**Exercise instructions**
Can you continue the text on performance management and forced distribution, starting right after its final sentence?

**Document text**
The report acknowledges that this policy has not just dropped out of the sky. Since 1987 employers have taken advantage of the socio-political climate, so PM has not developed in a vacuum. And, since 2008, not wanting to ‘waste a good crisis’, employers in both the public and private sectors have gone on the offensive.

It can be no accident that, for example, one to one discussion is now deemed under Con-Dem coalition legislation as “protected discussions”. Legislation has developed in favour of the employer. So this makes it far harder for unions to use them in employment tribunals.

Forced failure

Hence the development of the policy called “forced distribution”. This is an anchor of performance management.

Managers are required to conform to a prescribed ratings distribution template. At any one time they must have 10% of their team marked as underperforming. 15% must be failing to meet expectations. 50% must meet expectations. 15% must be above expectations and 10% marked as excellent. This means that however well a worker is performing, a certain percentage in advance must be deemed as failing. So in effect managers are being asked to discriminate against certain workers, or conversely, choose their favourites!

Recently, the CWU discovered this was official guidance for managers on a certain telecom company’s intranet and demanded it be immediately withdrawn.

Dataset records:

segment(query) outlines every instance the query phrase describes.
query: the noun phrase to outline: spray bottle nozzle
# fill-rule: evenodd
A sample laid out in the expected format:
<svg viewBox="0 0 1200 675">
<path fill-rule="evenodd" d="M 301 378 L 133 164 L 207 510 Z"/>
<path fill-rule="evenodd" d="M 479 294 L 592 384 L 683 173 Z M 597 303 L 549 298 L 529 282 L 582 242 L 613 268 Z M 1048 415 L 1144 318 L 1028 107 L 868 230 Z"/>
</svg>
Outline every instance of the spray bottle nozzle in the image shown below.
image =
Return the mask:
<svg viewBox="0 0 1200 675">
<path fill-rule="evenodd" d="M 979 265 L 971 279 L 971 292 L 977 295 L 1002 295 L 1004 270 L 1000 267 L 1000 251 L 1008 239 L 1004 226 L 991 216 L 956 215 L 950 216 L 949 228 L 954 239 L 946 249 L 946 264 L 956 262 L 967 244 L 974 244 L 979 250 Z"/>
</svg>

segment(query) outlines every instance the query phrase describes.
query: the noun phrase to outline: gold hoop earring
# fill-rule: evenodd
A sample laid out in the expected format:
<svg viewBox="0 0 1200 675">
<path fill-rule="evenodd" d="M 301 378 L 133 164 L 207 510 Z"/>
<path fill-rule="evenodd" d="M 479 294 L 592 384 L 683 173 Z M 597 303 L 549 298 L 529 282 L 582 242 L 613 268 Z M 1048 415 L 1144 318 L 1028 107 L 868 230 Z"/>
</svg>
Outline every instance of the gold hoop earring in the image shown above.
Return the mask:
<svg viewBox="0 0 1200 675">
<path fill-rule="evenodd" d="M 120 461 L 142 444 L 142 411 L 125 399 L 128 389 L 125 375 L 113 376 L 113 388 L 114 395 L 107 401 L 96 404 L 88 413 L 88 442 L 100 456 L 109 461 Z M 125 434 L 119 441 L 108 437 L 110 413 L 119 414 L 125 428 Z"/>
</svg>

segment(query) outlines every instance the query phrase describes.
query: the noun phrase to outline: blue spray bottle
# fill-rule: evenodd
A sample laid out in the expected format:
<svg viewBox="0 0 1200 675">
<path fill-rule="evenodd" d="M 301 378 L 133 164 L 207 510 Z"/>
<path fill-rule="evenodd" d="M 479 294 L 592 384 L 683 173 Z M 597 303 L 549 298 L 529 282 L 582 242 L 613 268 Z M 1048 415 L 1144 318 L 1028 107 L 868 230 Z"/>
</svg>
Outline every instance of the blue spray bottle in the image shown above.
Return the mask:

**Output of the exercise**
If a manager was deviating less than 10% from these figures they were in turn marked Gold; by 10-15%, Silver and by 15% or more, Bronze. The end result according to the CWU was that at any one time, 20% of their members in teams affected were marked as failing.

Performance management is therefore nothing but an employers’ charter, a stick to beat the workforce with. It is nothing more than an instrument to bully selected employees, hoping that they can be got rid of on capability grounds for little or no cost to the employer, or demoralise and stress them so much that they leave voluntarily. Workers’ lives can be hell on earth with inevitable health consequences for those affected.

To avoid the workplace becoming a place where workers fear to go every day, trade unions need to adopt a fighting stance in defence of their members which must include the willingness to use industrial action to improve working conditions. Sadly, many union leaderships whose workers suffer from performance management are not up to the task. Defeating it goes hand in hand with the need to transform the unions.